→ **SELECTED PASSAGE**
----
A map of the Half-Continent and beyond has existed for some time in early, much-rubbed-out and re-worked versions. Below would be version 2.-something (ie: second attempt but with marks added removed added removed and so...) drawn around the years 1999-2000.
(The Half-Continent is the bottom centre area with "Castor" and "Pollux" written on it - this is the region that is the map published in MBT. As you can see I conceive of much more about it - my hope and prayer is I get to explore it with you all one day.)
It is an incomplete mess, having abandoned it as not being quite right - I was not fully decided on just what names where more important than others, on what words actually belonged on the map and just how parts of it should actually look. This all takes time andif I find I am not content/convinced of something putting it down until some new notion - some happenstance of life - brings a fresh approach.
I have always sought to get the shape of landforms and location of places just right, hence all the re-working. The map is in many ways just one long list of favourite words gathered together in one context and given a spacial/visual relationship to each other.
In 2003 I began to feel a clearer connection with one part of the H-c at least - the region known as Gottland or the GottSkylds. On the way aboard the bus to my job connecting residential phone-lines and home again I fashion this proto-type in notebook 23, shifting and rearranging with liquid-paper and smudgy pen.
Not long after completing this, the opportunity to begin MBT was sent my way (halelujah!) and in the process of grappling actually writing a full-blown story in the H-c I knew the time had come to make a map, if not of the greater world about, well of the Half-Continent itself at least. I felt I could not get into it with out have a clear idea where one place was to the next - where could Rossamünd go if I did not know where he started from actually was. I certainly had an idea but the moment had arrived to make it "official" as it were.
----
→ **WORK TO DO**
1. List every year that the Half-Continent map passage mentions.
2. Decide whether each statement agrees with the Half-Continent map passage, and support each yes or no with the deciding words quoted from it. (a) The prototype of the Gottland region was made in notebook 23. (b) The version of the map described first was drawn in 2003. (c) The writer regards that version of the map as finished and right.

→ **GIVEN INFORMATION**
----
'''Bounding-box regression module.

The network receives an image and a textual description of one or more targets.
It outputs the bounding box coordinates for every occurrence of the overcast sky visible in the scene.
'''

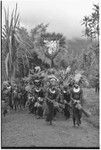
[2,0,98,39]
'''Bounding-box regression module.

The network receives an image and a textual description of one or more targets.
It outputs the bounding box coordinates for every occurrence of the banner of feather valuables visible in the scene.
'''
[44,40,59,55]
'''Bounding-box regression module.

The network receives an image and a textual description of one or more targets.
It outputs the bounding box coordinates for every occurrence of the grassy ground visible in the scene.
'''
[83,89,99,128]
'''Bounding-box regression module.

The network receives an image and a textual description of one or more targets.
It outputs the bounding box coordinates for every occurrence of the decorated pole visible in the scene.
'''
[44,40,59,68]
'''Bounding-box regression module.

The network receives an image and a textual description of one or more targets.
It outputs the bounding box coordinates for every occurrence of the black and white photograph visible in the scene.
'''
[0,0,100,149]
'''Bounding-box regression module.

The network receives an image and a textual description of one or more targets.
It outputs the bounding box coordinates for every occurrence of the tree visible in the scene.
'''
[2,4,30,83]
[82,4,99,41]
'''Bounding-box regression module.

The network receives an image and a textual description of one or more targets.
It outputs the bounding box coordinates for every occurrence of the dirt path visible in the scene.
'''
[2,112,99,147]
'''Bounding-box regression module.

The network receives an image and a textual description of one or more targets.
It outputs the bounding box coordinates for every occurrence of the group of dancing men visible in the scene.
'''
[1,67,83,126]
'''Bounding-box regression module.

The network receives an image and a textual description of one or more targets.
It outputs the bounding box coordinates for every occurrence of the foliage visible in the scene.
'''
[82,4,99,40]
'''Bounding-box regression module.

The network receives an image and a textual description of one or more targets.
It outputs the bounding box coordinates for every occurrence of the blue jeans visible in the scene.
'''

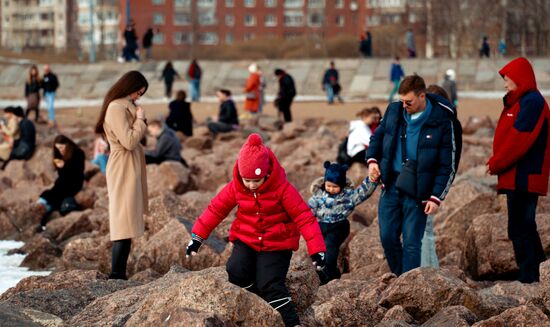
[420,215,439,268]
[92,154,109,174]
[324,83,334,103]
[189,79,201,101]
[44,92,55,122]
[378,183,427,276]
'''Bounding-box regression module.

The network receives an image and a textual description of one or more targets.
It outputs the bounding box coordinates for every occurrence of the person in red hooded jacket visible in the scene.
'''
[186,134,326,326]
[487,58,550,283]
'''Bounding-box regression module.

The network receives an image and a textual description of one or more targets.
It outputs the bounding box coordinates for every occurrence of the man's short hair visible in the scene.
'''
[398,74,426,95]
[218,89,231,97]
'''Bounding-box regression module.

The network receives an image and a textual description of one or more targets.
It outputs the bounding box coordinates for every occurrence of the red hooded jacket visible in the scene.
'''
----
→ **SOLUTIONS IN ORDER**
1. 1999, 2000, 2003

2.
(a) Yes: "I fashion this proto-type in notebook 23"
(b) No: "drawn around the years 1999-2000"
(c) No: "It is an incomplete mess, having abandoned it as not being quite right"